#### DOCUMENT
-- -- --
Life’s evolution follows a pattern of diversification and subsequent integration of diversity at higher levels of complexity. Throughout evolution this integration has predominantly been achieved through new forms of cooperation and symbiosis.
It is time to reperceive life as a planetary process of cooperation in which a unified whole expressing itself on nested temporal and spatial scales of complexity evolves in intimate reciprocity as a living planet. Life is a regenerative community rooted in patters of symbiosis and cooperation that creates shared abundance and conditions to life. Competition clearly does exist, but in far smaller proportions than over our myopic focus on scarcity as the driver of evolution has led us to believe. Throughout its evolution, life itself has continued to create the conditions conductive for more divers and complex life to evolve.
Earth behaves as a single, complex adaptive system, driven by the diverse interactions among energy, matter and organisms. An integrated system comprised of geosphere, atmosphere, hydrosphere, cryosphere as well as biosphere components, with nonlinear interactions and feedback loops between and within them and can cause irreversible, threshold-abrupt change behavior. Forcing’s and feedbacks among the spheres, included psycho-social feedbacks involving the anthroposphere, describe the functioning of the Earth System as a whole. It is a must to include the anthroposphere as a fully integrated, interactive component of the Earth System.
-- -- --
#### Items from a dataset

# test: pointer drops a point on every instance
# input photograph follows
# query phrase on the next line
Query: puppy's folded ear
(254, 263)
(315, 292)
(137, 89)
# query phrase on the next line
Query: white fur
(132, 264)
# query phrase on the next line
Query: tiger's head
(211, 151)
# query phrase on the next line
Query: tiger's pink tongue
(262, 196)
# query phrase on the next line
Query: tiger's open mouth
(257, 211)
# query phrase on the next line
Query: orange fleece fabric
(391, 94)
-- -- --
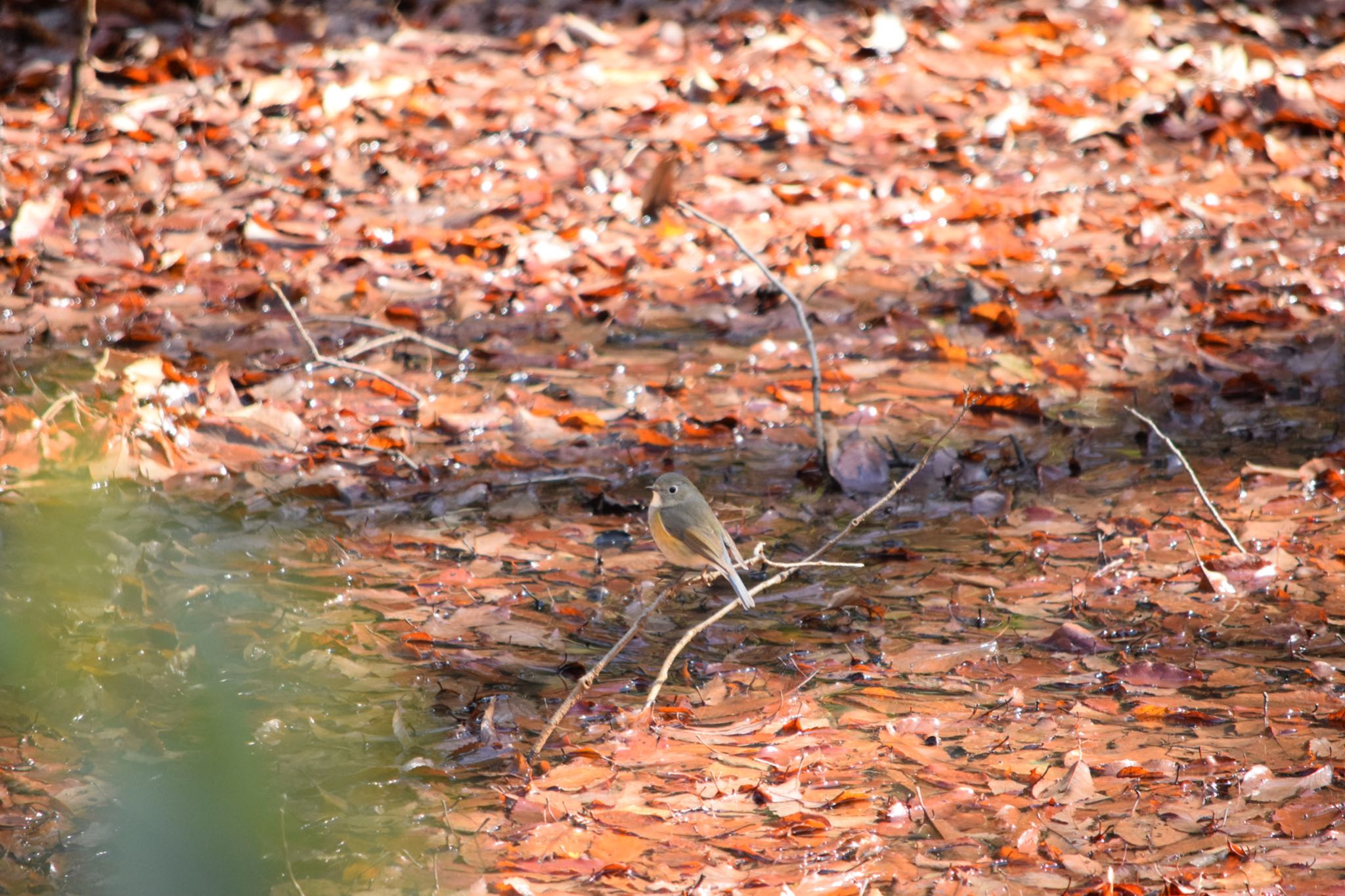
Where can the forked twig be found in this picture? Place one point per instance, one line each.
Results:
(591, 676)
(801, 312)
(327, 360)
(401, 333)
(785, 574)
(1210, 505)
-- -- --
#### CHALLENGES
• 1. Output the passage on life's evolution and the Earth System word for word, starting with "Earth behaves as" and going on through "the Earth System.".
• 2. According to the passage on life's evolution and the Earth System, what does Earth behave as?
This listing is separate material that stands apart from the passage on life's evolution and the Earth System.

#### SOLUTIONS BELOW
• 1.
Earth behaves as a single, complex adaptive system, driven by the diverse interactions among energy, matter and organisms. An integrated system comprised of geosphere, atmosphere, hydrosphere, cryosphere as well as biosphere components, with nonlinear interactions and feedback loops between and within them and can cause irreversible, threshold-abrupt change behavior. Forcing’s and feedbacks among the spheres, included psycho-social feedbacks involving the anthroposphere, describe the functioning of the Earth System as a whole. It is a must to include the anthroposphere as a fully integrated, interactive component of the Earth System.

• 2. Earth behaves as a single, complex adaptive system.